**GOAL OF THE EXERCISE**. Rewrite everything from the line containing "negative clicks: (437, 253)" down to the end of the lines, replacing "rough mask" with "draft mask" and leaving everything else unchanged.

**SUPPLIED MATERIAL**.
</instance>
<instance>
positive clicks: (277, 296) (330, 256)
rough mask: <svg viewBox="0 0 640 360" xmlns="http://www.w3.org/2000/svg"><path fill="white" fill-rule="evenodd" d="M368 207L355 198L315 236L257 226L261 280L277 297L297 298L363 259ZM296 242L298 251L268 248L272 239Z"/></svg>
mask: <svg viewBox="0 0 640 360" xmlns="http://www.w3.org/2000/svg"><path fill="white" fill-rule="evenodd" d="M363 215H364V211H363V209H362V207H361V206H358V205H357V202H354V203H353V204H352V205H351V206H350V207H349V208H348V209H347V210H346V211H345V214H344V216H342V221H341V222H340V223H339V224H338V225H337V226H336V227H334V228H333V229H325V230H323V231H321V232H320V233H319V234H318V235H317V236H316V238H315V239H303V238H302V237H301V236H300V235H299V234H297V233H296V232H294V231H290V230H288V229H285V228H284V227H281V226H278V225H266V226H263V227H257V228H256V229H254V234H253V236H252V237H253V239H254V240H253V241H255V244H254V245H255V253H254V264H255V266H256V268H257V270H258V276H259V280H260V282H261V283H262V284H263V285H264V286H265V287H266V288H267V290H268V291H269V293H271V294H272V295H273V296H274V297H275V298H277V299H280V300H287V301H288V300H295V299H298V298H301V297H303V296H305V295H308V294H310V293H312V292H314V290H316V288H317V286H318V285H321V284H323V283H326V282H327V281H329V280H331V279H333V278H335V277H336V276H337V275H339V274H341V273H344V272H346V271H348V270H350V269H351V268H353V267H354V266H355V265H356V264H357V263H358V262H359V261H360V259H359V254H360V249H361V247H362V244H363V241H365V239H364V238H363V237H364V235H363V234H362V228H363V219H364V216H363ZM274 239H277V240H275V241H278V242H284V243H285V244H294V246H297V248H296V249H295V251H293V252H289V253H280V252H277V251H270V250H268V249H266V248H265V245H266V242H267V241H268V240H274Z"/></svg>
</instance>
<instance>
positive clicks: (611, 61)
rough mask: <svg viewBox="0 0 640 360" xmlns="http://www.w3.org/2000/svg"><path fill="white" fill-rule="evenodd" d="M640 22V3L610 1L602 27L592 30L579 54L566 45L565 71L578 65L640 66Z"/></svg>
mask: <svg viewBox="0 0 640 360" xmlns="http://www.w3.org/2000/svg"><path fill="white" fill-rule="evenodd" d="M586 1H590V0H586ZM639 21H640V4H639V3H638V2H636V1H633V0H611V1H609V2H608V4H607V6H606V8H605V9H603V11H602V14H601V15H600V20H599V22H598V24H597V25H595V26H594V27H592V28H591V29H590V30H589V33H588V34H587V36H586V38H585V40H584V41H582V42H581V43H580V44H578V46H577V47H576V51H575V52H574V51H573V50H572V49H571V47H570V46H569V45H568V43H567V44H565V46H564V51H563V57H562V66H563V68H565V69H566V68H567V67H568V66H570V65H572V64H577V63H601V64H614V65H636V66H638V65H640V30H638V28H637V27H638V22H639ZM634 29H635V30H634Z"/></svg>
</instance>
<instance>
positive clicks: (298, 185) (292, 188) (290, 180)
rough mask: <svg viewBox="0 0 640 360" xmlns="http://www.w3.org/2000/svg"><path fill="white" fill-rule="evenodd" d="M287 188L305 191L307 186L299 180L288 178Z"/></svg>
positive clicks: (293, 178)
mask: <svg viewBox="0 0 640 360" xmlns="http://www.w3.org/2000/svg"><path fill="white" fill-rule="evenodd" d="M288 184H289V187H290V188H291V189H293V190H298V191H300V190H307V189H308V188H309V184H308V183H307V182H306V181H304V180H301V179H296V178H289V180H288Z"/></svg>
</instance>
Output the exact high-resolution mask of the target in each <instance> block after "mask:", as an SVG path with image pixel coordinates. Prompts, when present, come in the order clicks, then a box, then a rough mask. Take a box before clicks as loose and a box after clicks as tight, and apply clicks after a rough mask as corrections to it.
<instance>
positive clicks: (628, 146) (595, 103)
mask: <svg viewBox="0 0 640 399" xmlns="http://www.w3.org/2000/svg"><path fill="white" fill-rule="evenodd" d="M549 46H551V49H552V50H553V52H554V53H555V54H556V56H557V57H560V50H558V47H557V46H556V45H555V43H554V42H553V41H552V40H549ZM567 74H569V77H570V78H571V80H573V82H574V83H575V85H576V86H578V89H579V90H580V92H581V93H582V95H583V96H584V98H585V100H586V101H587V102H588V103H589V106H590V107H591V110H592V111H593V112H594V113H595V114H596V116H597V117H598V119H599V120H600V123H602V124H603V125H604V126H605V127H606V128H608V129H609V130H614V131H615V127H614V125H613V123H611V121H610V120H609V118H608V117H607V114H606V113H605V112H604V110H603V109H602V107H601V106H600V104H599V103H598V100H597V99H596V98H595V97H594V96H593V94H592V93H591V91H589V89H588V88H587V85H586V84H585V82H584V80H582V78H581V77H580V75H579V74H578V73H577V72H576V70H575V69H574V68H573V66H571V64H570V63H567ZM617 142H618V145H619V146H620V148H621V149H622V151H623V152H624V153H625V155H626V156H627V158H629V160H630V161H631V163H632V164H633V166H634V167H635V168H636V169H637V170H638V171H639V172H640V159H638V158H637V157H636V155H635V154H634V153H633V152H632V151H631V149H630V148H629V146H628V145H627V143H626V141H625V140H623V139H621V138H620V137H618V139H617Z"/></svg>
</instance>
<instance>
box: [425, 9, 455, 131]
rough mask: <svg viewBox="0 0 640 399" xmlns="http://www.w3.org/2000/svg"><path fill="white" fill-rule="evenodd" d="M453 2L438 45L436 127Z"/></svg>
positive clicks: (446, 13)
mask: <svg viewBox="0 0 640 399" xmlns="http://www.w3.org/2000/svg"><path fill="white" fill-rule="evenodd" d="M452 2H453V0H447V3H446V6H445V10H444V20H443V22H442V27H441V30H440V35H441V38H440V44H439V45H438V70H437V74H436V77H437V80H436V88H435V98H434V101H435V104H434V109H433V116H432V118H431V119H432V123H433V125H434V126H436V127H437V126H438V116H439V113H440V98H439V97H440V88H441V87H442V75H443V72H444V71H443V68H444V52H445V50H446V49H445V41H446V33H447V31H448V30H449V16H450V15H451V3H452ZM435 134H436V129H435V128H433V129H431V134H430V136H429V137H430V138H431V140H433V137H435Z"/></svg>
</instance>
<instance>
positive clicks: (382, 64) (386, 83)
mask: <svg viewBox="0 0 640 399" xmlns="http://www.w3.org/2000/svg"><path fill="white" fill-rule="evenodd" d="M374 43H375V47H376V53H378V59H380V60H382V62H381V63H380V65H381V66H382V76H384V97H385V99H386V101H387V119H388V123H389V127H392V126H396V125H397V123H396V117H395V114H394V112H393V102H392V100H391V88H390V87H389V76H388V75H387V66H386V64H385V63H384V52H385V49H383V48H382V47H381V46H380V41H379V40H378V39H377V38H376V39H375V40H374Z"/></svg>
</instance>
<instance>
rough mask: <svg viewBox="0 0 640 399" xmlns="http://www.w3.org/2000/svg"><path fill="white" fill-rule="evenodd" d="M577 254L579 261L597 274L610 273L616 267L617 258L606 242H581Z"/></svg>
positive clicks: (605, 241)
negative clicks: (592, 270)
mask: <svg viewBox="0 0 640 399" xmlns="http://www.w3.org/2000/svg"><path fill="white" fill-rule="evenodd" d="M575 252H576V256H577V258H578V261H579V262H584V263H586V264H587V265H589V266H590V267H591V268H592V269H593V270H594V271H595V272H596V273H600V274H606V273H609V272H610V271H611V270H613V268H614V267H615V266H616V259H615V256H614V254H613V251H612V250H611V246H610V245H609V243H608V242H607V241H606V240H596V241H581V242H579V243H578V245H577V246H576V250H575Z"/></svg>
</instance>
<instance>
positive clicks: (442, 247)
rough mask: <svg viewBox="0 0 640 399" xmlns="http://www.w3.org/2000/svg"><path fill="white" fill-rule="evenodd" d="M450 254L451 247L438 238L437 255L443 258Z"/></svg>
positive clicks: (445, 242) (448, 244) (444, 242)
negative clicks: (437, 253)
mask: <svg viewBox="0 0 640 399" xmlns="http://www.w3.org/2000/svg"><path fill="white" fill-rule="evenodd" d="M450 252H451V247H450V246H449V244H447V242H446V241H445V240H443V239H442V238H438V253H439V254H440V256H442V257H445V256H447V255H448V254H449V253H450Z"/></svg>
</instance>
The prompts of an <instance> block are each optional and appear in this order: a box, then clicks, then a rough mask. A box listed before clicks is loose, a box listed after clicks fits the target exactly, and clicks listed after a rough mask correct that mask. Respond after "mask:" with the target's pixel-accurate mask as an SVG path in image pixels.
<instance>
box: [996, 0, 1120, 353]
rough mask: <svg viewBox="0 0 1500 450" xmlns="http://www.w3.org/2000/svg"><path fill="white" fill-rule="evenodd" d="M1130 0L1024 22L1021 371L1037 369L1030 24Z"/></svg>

**OUTPUT FOR THIS EXERCISE**.
negative clicks: (437, 253)
mask: <svg viewBox="0 0 640 399" xmlns="http://www.w3.org/2000/svg"><path fill="white" fill-rule="evenodd" d="M450 252H451V247H450V246H449V244H447V242H446V241H445V240H443V239H442V238H438V253H439V254H440V256H442V257H445V256H447V255H448V254H449V253H450Z"/></svg>
</instance>
The prompts of an <instance> block are each optional and appear in this order: a box, then clicks, then a draft mask. A box listed before clicks is loose, a box listed after clicks fits the target exactly, and clicks listed after a draft mask correct that mask. Respond after "mask:" with the target's pixel-accurate mask as an SVG path in image pixels.
<instance>
box: [996, 0, 1120, 353]
draft mask: <svg viewBox="0 0 1500 450" xmlns="http://www.w3.org/2000/svg"><path fill="white" fill-rule="evenodd" d="M1130 0L1024 22L1021 371L1037 369L1030 24Z"/></svg>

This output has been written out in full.